* [TRAVAIL À FAIRE]
1/ Citez le passage du texte sur la laïcité à l'école qui commence aux mots « Le congrès annuel » et s'arrête après les mots « de nombreuses polémiques. ».
2/ Rédigez la suite du texte sur le congrès de la Mission Laïque Française, à partir de sa dernière phrase.

* [TEXTE DE LA PAGE]
'''

La laïcité à l’école : échec ou modèle exportable à l’étranger ?

 La laïcité à l’école :  échec ou modèle exportable à l’étranger ?

Congrès annuel de la Mission Laïque Française (MLF)


Le congrès annuel de la Mission Laïque Française (MLF), qui recense plus de 60.000 élèves à travers le monde, s’est ouvert samedi 14 avril à Deauville. Cette année le congrès aborde le thème de la laïcité à l’école, l’occasion d’échanger avec des universitaires de renom sur une question au centre de nombreuses polémiques.


« Etre laïc, c’est raisonner sans a priori, c’est à dire librement. C'est dans la méthode pédagogique distinguer le “je sais” et le “je crois” », affirme François Perret le président de MLF, lors du discours d’ouverture du congrès au Centre International de Deauville. La voix est posée, le ton est donné. Malgré la multiplicité des intervenants, politiques ou universitaires, la discussion sera apaisée.

'''

Extraits de données
'''

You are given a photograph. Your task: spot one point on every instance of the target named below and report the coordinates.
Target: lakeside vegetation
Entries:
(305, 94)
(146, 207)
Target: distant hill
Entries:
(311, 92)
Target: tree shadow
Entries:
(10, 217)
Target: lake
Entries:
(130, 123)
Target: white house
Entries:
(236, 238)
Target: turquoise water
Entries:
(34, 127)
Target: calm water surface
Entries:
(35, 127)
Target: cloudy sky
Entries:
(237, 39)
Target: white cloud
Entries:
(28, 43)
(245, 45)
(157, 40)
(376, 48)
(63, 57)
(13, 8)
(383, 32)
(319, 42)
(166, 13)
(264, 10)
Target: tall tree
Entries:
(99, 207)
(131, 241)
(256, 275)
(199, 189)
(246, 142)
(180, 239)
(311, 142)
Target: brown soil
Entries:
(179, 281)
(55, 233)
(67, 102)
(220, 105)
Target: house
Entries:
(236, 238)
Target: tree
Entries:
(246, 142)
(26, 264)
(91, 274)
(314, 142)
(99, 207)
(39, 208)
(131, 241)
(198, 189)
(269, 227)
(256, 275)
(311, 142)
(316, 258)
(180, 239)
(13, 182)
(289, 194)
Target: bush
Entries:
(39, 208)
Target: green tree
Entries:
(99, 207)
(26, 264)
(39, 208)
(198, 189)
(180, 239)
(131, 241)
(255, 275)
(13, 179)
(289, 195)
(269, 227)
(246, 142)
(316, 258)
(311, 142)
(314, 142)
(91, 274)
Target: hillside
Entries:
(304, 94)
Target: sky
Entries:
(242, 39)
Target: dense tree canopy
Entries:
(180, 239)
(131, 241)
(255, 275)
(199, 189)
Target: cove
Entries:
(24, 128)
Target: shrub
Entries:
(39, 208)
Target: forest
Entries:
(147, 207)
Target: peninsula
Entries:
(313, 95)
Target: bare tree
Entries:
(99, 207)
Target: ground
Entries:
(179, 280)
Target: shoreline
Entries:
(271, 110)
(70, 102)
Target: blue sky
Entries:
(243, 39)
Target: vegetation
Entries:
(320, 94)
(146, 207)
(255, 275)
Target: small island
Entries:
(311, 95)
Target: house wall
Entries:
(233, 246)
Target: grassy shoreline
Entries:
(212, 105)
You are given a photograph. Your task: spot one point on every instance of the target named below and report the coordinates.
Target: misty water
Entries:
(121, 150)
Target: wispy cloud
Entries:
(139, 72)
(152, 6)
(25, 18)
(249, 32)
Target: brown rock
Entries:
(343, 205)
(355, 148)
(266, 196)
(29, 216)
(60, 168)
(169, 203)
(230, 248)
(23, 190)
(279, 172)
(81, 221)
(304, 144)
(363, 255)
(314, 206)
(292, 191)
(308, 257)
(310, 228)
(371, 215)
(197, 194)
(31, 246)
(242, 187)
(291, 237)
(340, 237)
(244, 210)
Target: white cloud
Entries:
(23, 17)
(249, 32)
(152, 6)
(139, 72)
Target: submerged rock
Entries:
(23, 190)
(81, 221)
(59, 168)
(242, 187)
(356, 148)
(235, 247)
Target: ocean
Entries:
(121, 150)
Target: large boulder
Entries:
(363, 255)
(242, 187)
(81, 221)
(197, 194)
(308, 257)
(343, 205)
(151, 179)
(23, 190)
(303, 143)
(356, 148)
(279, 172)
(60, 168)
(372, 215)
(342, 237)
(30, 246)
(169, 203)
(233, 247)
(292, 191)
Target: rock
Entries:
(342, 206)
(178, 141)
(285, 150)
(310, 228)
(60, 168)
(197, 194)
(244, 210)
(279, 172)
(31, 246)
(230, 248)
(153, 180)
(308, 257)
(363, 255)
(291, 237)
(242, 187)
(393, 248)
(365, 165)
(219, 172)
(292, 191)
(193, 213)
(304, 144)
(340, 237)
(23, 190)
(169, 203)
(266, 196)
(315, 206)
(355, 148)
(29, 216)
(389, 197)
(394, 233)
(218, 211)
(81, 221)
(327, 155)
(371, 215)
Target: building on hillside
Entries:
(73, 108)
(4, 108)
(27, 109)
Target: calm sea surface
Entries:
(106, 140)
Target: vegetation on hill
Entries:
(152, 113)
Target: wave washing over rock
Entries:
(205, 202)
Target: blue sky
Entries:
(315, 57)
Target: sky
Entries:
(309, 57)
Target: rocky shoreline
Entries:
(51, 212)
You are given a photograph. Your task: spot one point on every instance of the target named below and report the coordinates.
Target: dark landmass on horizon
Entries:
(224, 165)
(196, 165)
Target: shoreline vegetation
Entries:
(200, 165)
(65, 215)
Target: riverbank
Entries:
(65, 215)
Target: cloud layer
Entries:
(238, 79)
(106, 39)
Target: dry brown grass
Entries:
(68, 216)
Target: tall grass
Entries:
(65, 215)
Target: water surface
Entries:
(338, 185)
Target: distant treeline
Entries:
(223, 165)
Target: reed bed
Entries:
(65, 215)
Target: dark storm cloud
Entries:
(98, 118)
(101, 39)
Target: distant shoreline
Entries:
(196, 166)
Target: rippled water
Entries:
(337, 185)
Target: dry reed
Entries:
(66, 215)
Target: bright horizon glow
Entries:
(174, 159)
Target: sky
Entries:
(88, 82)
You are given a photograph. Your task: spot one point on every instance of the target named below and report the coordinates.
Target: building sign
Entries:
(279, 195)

'''

* [RÉSULTATS PAR TÂCHE]
1/
Le congrès annuel de la Mission Laïque Française (MLF), qui recense plus de 60.000 élèves à travers le monde, s’est ouvert samedi 14 avril à Deauville. Cette année le congrès aborde le thème de la laïcité à l’école, l’occasion d’échanger avec des universitaires de renom sur une question au centre de nombreuses polémiques.

2/
La laïcité d’un point de vue juridique


Si depuis 2013 la charte de la laïcité est affichée dans les établissements scolaires, à côté de la Déclaration universelle des droits de l’Homme, l’historienne Valentine Zuber, rappelle que « la laïcité juridique en France (loi 1905) n’est pas une loi antireligieuse, mais une législation libérale et respectueuse des droits humains, qui ne peut être résumée à une succession d'interdits à l’école ».


Cette idée sera réaffirmée par Jean Christophe Deberre, directeur général de MLF, qui déplore que « la laïcité à la Française soit trop souvent assimilée à de l’athéisme. »



Jean Christophe Deberre, directeur général de MLF. Crédit photo: Franck Castel.


En pratique 


L’importance de l’enseignement « du fait religieux », fait l’unanimité auprès de la quinzaine d’intervenants présents. La connaissance de la culture et de la croyance de l’autre est un préalable au « vivre ensemble ». Mais il est également rappelé, que dans sa pratique, la laïcité nécessite l’équité.


Ainsi, Souleymane Bachir Diagne, philosophe et professeur à Columbia cite en exemple le maire de New-York qui a octroyé deux jours de congé dans les écoles pour l’Aïd el-Fitr et l’Aïd el-Kébir. Il invite la France à en faire de même, « cela serait perçu comme un signe d’hospitalité », conclut-il.


Valentine Zuber, met en garde : « Si la laïcité s’érige en un dogme athée et intolérant, cette dernière sera dévoyée, comme souvent dans les débats actuels. Elle se transformera en une laïcité liberticide ».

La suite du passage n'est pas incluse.